------ Passage provided ------
- Also known as: Brasil 70: A Saga do Tri
- Genre: Historical drama Sports Historical fiction
- Created by: Naná Xavier Rafael Dornellas
- Written by: Felipe Sant’Angelo Maíra Oliveira Naná Xavier Rafael Dornellas Álvaro Mamute Leonardo Ortiz
- Directed by: Paulo Morelli Pedro Morelli Quico Meirelles
- Starring: Rodrigo Santoro Bruno Mazzeo Lucas Agrícola Marcelo Adnet Bruna Mascarenhas Gui Ferraz Ravel Andrade Maicon Rodrigues Caio Cabral Daniel Blanco Val Perré Lara Tremouroux Felipe Frazão Fillipe Soutto José Beltrão
- Country of origin: Brazil
- Original language: Portuguese
- No. of seasons: 1
- No. of episodes: 5

Production
- Producer: O2 Filmes
- Production locations: Brazil Mexico
- Camera setup: Cinematographic
- Running time: 45 minutes
- Production companies: Netflix O2 Filmes

Original release
- Network: Netflix
- Release: May 29, 2026

= Brazil 70: The Third Star =

Brazilian miniseries

Brazil '70: The Third Star (Brasil 70: A Saga do Tri) is a Brazilian Netflix miniseries, produced in partnership with O2 Filmes. Directed by Paulo Morelli, Pedro Morelli, and Quico Meirelles, this series created by Naná Xavier and Rafael Dornellas explores the behind-the-scenes story and most iconic moments of the Brazilian national team’s victorious campaign to win its third FIFA World Cup title in 1970 in Mexico, set against the political backdrop of Brazil’s military dictatorship.
------ Given entries ------
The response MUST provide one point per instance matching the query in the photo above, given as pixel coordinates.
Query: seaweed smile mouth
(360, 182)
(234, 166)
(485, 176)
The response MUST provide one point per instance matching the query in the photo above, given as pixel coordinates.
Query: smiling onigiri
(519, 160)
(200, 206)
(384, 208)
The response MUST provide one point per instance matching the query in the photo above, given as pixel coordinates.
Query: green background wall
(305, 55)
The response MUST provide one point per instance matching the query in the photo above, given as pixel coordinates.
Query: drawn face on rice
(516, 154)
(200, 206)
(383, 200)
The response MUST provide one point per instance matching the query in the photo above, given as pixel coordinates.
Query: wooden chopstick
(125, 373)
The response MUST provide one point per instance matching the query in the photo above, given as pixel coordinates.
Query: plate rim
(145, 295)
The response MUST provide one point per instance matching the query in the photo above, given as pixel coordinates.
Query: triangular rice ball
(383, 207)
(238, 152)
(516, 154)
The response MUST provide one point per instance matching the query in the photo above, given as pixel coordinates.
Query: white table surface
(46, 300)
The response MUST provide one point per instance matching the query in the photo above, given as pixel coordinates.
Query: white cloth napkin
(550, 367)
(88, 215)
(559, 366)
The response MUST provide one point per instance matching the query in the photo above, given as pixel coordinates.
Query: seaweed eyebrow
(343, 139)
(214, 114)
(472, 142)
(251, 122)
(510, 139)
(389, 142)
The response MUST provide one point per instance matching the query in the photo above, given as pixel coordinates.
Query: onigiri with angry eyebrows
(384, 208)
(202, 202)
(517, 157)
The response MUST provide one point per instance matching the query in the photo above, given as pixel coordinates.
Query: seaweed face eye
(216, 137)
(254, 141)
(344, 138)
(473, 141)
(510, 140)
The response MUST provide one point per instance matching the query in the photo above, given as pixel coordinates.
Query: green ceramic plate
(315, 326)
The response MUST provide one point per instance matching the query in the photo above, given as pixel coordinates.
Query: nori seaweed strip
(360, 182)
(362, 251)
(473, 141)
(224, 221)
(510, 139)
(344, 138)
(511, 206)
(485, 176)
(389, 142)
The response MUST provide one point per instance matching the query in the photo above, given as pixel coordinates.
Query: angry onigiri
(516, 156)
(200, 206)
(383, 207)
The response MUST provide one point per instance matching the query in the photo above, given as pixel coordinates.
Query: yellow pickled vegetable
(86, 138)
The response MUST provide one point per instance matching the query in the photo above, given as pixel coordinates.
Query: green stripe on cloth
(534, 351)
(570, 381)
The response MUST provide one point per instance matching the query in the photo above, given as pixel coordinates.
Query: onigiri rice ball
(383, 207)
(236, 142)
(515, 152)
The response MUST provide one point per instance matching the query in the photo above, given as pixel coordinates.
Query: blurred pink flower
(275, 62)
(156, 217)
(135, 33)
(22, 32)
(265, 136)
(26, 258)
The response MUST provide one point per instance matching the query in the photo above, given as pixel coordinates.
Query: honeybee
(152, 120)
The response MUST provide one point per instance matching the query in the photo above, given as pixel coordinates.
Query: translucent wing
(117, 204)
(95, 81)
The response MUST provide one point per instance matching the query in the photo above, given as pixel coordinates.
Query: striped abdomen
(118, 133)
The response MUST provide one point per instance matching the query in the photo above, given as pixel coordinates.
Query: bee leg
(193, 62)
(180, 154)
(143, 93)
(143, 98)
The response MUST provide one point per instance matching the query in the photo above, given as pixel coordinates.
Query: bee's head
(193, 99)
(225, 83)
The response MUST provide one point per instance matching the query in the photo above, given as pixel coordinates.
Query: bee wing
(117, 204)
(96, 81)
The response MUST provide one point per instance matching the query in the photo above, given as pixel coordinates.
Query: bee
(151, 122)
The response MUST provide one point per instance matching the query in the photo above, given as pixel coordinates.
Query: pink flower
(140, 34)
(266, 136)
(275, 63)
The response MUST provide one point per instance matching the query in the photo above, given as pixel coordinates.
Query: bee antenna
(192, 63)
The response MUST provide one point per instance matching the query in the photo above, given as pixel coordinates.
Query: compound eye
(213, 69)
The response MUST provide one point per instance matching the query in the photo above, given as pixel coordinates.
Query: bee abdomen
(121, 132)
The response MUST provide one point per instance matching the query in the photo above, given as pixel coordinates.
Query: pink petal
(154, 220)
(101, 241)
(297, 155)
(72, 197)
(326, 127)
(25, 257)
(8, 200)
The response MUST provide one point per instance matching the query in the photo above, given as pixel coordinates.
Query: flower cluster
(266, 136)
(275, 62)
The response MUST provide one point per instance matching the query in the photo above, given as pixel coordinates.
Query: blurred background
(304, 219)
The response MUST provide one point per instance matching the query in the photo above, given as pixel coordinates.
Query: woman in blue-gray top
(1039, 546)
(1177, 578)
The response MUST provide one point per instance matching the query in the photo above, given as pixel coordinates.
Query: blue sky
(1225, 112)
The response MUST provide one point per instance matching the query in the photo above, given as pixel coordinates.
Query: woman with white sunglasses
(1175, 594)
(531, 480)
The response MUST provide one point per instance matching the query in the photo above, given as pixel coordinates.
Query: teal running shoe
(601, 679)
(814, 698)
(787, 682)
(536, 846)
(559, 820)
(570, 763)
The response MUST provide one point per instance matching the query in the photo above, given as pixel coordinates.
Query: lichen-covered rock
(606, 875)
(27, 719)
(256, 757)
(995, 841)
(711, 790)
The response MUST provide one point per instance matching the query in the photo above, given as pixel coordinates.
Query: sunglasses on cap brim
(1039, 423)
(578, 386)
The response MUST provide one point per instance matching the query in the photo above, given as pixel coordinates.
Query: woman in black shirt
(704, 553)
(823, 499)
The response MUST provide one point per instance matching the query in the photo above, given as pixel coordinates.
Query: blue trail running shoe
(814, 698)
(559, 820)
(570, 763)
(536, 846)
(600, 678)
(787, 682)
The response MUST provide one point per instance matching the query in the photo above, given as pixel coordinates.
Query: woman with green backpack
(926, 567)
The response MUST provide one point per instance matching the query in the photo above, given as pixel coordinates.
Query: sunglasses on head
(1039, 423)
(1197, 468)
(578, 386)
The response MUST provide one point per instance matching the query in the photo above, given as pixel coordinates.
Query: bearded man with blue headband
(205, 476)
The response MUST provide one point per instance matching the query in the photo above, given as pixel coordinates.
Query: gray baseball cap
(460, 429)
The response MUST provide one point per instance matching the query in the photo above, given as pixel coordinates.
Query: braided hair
------
• _Objective_:
Turn the paragraph starting "Brazil '70: The Third Star (Brasil 70: A Saga do Tri) is" in the page on the Netflix miniseries into a short bulleted list that keeps its main facts.

• _Exercise response_:
- Brazilian Netflix miniseries, also titled Brasil 70: A Saga do Tri, made with O2 Filmes
- Directed by Paulo Morelli, Pedro Morelli, and Quico Meirelles
- Created by Naná Xavier and Rafael Dornellas
- Covers the behind-the-scenes story and key moments of Brazil's campaign for its third FIFA World Cup title in Mexico in 1970
- Set during Brazil's military dictatorship